## Written task 1
Please copy the coordinate labeling listing word for word, starting at the line that contains "of the submerged" and running through the end of the listing, both ends included.
-- start Document passage --
Death, Limitation, and Gender

Reviewed by Justin Shaw

Terry Eagleton suggests that “the self-giving of friendship is a kind of petit mort, an act with the inner structure of dying.” Likewise, death has been figuratively understood as the social or institutional limits imposed on a life trajectory. In this regard, when death itself becomes imminent, it forces us to reckon with how we negotiated these limits, and whether we in turn imposed limits upon others, or chose instead the self-giving of friendship. Both Michel Tremblay’s Crossing the Continent (2011) and David Gilmour’s Extraordinary (2013) explore the effects of gendered limitation on two Canadian women, the former tracing the coming of age and into femininity of a girl from rural Saskatchewan in the early twentieth century, while the latter depicts the final evening of a wheelchair-bound woman who reflects upon the impediments that have shaped her life and her decision to commit suicide. In their encounters with gendered limitation, these characters learn to reconcile death with a meaningful life.

In Tremblay’s novel, Rhéauna’s life with her grandparents and sisters is disrupted when her estranged mother requests that her daughters live with her in Montreal. Rhéauna’s departure from the rural idyll of her childhood is likened to death: “She thought about dying or, rather, that’s what death was: a definitive departure for an unknown destination.” This departure marks the death of Rhéauna’s small town innocence, even though the rural prairies are revealed to have their own dark history of European imperialism, including the expulsion of the Cree. Rhéauna will come to critique related notions of “civilization” and “progress” in the urban lifestyle of her relatives on her trip to Montreal.
-- end Document passage --
## Written task 2
Resume the book review on death and gendered limitation, picking up right after its last sentence.
-- start Given records --
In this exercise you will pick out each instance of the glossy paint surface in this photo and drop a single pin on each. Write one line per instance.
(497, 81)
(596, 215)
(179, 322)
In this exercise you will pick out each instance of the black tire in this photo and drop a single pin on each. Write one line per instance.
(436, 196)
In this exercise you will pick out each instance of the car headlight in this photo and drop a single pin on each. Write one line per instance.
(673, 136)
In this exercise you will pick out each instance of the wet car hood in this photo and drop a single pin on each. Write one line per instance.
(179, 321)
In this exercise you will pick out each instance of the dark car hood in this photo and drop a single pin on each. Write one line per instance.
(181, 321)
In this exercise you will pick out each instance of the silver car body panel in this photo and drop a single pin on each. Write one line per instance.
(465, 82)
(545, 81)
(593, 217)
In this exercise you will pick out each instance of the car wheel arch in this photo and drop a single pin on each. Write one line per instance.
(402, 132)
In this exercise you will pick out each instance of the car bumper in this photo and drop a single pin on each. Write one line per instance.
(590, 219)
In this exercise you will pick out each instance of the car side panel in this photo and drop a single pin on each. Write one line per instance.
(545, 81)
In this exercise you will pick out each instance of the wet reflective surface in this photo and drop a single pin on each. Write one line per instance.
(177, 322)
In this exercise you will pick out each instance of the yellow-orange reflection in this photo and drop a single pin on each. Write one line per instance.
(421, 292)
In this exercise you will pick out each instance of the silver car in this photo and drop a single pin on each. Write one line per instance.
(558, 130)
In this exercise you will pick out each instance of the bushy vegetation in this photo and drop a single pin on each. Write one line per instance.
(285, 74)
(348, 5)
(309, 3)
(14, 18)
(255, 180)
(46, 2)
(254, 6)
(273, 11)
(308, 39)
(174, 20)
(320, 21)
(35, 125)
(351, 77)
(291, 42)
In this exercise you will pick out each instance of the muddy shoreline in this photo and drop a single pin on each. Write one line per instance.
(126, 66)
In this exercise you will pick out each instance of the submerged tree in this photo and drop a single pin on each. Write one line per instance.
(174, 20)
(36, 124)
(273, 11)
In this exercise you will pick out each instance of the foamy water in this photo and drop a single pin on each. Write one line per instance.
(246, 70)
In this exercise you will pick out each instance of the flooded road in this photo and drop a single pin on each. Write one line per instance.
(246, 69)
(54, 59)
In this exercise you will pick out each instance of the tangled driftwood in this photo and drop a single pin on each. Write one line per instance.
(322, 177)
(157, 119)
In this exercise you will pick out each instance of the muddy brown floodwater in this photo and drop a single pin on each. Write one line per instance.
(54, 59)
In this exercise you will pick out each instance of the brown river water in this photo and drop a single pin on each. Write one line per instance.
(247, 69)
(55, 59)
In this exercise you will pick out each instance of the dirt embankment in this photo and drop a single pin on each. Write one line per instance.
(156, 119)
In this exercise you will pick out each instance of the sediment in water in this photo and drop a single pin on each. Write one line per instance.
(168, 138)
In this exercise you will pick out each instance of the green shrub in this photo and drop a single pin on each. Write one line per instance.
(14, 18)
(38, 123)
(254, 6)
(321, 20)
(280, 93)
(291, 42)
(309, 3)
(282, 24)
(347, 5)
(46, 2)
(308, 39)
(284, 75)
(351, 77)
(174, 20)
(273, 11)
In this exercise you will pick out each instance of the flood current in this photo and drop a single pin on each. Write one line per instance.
-- end Given records --
## Task result 1
In this exercise you will pick out each instance of the submerged tree in this photo and drop a single pin on each. Write one line per instance.
(174, 20)
(36, 124)
(273, 11)
In this exercise you will pick out each instance of the foamy water in this photo and drop a single pin on each. Write one line per instance.
(246, 70)
In this exercise you will pick out each instance of the flooded road in this photo and drop a single pin on each. Write one line per instance.
(246, 69)
(54, 59)
In this exercise you will pick out each instance of the tangled driftwood in this photo and drop a single pin on each. Write one line per instance.
(322, 177)
(157, 119)
In this exercise you will pick out each instance of the muddy brown floodwater in this photo and drop a single pin on each. Write one line per instance.
(54, 59)
In this exercise you will pick out each instance of the brown river water in this photo and drop a single pin on each. Write one line per instance.
(247, 69)
(55, 59)
In this exercise you will pick out each instance of the dirt embankment in this photo and drop a single pin on each. Write one line per instance.
(156, 119)
In this exercise you will pick out each instance of the sediment in water in this photo and drop a single pin on each. Write one line per instance.
(168, 138)
In this exercise you will pick out each instance of the green shrub in this photo and drop a single pin on each. Write one line per instance.
(14, 18)
(38, 123)
(254, 6)
(321, 20)
(280, 93)
(291, 42)
(309, 3)
(282, 24)
(347, 5)
(46, 2)
(308, 39)
(284, 75)
(351, 77)
(174, 20)
(273, 11)
In this exercise you will pick out each instance of the flood current in this photo and drop a single pin on each. Write one line per instance.

## Task result 2
Generally, Tremblay’s novel unfolds through Rhéauna’s point of view, which is filtered through the traditional lenses of her elders. This worldview proves to be limited and limiting. Rhéauna’s inherited values and preconceived notions are challenged by the nuance of first-hand experience. Her aunt Regina, who is generally disliked for being unpleasant and unfeminine—the “bad cook or sour shrew” in the family—is revealed to be a talented pianist; whereas her aunt Bebette, who is generally approved as strong-willed but respectable, is actually revealed to be insufferably overbearing. Regina gives off an air of quiet desperation but finds solace in her music, while Bebette’s desperation is of a louder variety and manifests itself in ostentation.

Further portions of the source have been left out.